TEXT SHOWN
◇ ◇ ◇ ◇

7. The Ultimate Dictionary of Dream Language by Briceida Ryan
The Ultimate Dictionary of Dream Language is a useful handbook to keep nearby. Briceida Ryan’s book is an alphabetical guide to interpreting dream imagery: Whether you want to understand what it means when you dream about sex, violence, or Great White Sharks, this extensive, easily searchable tome will almost certainly have the answer. With 25,000 possible dream symbols listed and analyzed, it’s among the most comprehensive books of its kind.
8. The Art of Dreaming by Carlos Castaneda
Anthropologist Carlos Castaneda (allegedly) spent over a decade shadowing a Yaqui “sorcerer” in the mid-20th century. Castaneda imparts some of what he learned in The Art of Dreaming, which purports to teach readers how to control their consciousness while sleeping. The key is in mastering “total awareness” of one’s subconscious, which can be achieved in seven steps. Whether or not Castaneda really spent all that time with Yaqui “sorcerer” is still up for debate, but The Art of Dreaming is a fascinating read regardless.
9. The Oracle of Night: The History and Science of Dreams by Sidarta Ribeiro
“What is a dream?” is the central question of Sidarta Ribeiro’s The Oracle of Night. Ribeiro, a neuroscientist and founder of the Brain Institute at Universidade Federal do Rio Grande do Norte in Brazil, looks to evolution, societal factors, and the personal subconscious to explain the nature of dreams. From ancient cave drawings to today’s leading scientific theories, The Oracle of Night offers a sweeping chronicle of how dreams have shaped humanity and the world.
10. The Dream and the Underworld by James Hillman
Simply put, Jung walked so James Hillman could run. Hillman’s studies expand on Jung's theories of archetypal psychology, and is credited for founding the movement associated with such ideas. Dovetailing off his previous works The Myth of Analysis and Re-Visioning Psychology, Hillman’s 1979 book The Dream and the Underworld further elaborates on Jung’s original findings, and argues that dreams aren’t formulated at random. He also argues that the “soul” plays a big part in the human psyche.

◇ ◇ ◇ ◇

Data collected from a set
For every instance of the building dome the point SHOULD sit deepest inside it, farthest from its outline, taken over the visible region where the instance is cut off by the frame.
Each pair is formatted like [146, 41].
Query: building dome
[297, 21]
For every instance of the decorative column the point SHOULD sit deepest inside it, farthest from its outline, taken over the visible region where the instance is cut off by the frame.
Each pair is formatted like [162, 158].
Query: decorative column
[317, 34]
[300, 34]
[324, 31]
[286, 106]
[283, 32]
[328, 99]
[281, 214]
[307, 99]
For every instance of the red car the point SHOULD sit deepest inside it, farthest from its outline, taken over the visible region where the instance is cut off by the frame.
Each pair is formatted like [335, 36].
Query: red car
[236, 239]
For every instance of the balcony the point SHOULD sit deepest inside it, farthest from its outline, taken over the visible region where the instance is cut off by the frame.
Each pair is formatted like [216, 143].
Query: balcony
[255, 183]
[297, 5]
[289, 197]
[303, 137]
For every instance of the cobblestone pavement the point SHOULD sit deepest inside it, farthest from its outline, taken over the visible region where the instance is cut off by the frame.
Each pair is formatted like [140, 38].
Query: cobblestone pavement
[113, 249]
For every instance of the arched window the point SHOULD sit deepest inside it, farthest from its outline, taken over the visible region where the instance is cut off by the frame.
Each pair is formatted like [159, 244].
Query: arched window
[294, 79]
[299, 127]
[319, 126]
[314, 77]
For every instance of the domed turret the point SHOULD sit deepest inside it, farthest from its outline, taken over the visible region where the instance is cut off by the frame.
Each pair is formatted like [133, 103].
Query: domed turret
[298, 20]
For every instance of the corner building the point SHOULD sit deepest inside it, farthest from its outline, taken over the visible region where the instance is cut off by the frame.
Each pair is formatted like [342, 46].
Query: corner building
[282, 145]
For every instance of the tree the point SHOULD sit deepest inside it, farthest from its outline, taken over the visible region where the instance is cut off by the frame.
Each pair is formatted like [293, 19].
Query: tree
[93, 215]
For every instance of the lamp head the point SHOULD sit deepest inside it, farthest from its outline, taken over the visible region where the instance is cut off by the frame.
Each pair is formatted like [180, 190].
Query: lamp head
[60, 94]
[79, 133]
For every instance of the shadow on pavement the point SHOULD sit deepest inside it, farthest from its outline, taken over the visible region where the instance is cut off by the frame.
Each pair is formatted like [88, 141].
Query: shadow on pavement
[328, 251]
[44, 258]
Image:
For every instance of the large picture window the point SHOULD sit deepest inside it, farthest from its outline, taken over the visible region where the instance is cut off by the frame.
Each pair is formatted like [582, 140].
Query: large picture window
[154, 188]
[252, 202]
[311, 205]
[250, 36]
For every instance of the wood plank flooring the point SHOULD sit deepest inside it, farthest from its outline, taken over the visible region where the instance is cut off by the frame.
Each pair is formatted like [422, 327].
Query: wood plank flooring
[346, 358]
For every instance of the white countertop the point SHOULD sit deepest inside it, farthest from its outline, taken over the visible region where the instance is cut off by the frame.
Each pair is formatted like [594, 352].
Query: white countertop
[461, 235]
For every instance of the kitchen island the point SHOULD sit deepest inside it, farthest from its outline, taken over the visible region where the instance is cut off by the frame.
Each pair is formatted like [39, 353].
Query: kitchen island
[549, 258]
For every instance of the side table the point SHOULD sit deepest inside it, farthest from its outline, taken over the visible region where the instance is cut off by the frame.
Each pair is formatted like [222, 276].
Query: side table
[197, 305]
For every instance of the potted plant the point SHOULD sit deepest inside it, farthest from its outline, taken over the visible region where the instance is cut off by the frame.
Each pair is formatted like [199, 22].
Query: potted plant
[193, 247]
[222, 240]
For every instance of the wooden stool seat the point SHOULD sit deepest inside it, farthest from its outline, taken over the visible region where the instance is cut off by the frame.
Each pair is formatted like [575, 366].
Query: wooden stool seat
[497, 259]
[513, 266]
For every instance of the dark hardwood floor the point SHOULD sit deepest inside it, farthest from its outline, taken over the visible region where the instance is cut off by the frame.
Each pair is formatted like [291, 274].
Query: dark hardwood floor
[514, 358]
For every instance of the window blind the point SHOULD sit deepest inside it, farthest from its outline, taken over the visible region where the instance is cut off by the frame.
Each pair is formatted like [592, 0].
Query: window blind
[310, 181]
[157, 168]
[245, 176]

◇ ◇ ◇ ◇

PROBLEM A
In the list of dream books, what year was The Dream and the Underworld published?
PROBLEM B
Translate this sentence from the list of dream books into Spanish: "The Ultimate Dictionary of Dream Language is a useful handbook to keep nearby."
PROBLEM C
Resume the list of dream books after its last sentence.

EXERCISE RESULT A
1979

EXERCISE RESULT B
The Ultimate Dictionary of Dream Language es un manual útil para tener a mano.

EXERCISE RESULT C
11. The Pagan Dream Guide: Dreamtime Images Symbolism and Ancient Wisdom by Pat Regan
Ever dream something so wild or off-the-wall that it makes you briefly question your sanity? The Pagan Dream Guide aims to clarify the oft-confusing imagery seen in dreams. While the author argues that the dreamer has the most authority to interpret their subconscious, this comprehensive guide can help readers work through their dreams and the subconscious feelings that underlie them.
12. Why We Dream: The Science, Creativity and Transformative Power of Dreams by Alice Robb
In her book, former New Republic staff writer Alice Robb tries to answer an intractable, age-old question: Why do we dream? Even though all humans dream, and an overwhelming number remember their dreams the next morning, much about this universal experience remains shrouded in mystery. Why We Dream draws on years of scientific research to explain why dreams matter, and how readers should go about interpreting their own nightly visions.
13. Exploring the World of Lucid Dreaming by Stephen LaBerge & Howard Rheingold
Stephen LaBerge and Howard Rheingold’s Exploring the World of Lucid Dreaming examines the phenomenon in depth, and also offers tools for maintaining conscious awareness while in a dream state. This tome draws on LaBerge’s own research at Stanford University, and cites studies from a myriad of sources, from Tibetan yogis to internationally-renowned dream scientists.